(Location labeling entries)
━━━━━━━━━━━━━━━━━━━━
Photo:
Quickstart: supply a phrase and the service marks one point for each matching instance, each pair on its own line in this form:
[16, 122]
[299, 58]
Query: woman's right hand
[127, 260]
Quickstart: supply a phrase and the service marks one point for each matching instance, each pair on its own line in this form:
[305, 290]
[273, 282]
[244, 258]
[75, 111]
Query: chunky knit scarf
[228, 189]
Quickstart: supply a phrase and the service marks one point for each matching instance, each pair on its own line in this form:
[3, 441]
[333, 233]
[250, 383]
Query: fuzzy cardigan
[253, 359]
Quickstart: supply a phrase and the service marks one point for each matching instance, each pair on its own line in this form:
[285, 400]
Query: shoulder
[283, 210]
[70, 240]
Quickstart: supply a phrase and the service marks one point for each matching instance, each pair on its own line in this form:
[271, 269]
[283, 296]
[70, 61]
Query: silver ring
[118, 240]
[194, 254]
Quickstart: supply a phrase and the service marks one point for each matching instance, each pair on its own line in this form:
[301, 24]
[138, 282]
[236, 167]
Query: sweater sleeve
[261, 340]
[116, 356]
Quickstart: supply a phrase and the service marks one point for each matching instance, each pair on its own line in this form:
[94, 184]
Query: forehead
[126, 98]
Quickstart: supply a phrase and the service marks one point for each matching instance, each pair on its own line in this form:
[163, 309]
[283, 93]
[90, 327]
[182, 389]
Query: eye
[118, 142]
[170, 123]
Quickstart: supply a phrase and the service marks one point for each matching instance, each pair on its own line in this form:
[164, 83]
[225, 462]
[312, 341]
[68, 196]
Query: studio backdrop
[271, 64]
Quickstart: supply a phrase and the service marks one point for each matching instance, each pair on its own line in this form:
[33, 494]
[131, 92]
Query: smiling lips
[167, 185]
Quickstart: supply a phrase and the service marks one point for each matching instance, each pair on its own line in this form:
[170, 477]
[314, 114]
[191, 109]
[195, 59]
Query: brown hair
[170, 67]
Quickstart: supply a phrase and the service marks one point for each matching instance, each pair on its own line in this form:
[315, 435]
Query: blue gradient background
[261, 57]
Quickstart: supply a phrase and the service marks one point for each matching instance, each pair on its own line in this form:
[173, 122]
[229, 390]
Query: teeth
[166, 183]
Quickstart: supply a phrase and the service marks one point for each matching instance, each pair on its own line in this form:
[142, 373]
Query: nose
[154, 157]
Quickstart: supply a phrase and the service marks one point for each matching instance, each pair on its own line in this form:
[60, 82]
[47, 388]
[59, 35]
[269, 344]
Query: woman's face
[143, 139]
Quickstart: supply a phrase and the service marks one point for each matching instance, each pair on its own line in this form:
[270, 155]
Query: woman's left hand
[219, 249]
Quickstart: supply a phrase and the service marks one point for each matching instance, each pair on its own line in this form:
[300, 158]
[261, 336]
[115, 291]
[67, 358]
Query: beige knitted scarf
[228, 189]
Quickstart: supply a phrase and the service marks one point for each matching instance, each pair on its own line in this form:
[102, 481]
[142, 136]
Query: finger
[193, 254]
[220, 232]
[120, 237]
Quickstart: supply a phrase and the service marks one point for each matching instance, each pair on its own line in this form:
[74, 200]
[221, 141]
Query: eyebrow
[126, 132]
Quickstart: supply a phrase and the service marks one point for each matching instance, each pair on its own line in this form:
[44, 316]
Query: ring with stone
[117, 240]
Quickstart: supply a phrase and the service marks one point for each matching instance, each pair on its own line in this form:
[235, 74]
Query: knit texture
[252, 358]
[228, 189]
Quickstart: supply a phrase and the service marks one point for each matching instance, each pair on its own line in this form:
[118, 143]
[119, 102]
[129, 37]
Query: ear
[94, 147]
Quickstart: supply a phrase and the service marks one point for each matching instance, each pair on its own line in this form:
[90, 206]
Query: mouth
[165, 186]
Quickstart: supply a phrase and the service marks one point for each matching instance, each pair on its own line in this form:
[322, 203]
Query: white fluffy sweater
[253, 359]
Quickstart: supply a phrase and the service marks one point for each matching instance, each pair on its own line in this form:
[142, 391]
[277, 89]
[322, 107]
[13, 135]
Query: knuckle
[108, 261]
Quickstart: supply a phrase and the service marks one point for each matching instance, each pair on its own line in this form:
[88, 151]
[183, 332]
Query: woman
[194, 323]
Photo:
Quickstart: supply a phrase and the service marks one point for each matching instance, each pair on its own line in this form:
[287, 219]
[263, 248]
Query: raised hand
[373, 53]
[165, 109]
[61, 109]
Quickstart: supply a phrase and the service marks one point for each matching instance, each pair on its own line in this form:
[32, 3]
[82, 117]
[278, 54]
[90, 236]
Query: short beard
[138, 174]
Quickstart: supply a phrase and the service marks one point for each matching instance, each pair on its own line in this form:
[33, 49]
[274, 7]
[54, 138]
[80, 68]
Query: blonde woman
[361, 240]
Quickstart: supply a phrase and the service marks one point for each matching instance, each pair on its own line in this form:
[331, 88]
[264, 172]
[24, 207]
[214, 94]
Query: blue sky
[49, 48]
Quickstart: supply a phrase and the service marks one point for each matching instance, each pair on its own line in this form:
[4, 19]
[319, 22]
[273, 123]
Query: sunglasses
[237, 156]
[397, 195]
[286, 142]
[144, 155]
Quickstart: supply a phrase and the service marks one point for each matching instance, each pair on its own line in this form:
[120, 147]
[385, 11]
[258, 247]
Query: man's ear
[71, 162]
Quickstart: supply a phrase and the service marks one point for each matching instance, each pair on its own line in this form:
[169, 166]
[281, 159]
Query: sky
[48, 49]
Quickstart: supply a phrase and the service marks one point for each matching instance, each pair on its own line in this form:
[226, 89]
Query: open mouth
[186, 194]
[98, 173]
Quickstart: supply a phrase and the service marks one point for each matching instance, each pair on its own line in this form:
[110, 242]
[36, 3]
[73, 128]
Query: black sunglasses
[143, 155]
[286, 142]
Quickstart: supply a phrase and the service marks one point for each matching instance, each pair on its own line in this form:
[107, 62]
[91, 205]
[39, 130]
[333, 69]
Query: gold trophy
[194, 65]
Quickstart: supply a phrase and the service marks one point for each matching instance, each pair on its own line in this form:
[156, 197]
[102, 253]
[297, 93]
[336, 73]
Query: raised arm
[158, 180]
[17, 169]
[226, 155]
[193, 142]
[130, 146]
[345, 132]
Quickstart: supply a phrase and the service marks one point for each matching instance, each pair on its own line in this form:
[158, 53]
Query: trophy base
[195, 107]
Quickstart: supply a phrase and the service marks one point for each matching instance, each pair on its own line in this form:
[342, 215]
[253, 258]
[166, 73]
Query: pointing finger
━━━━━━━━━━━━━━━━━━━━
Written exercise:
Filter the entries above down to every line containing the string "scarf", matching case exactly. Copy each such line in full.

Exercise answer:
Query: chunky knit scarf
Query: beige knitted scarf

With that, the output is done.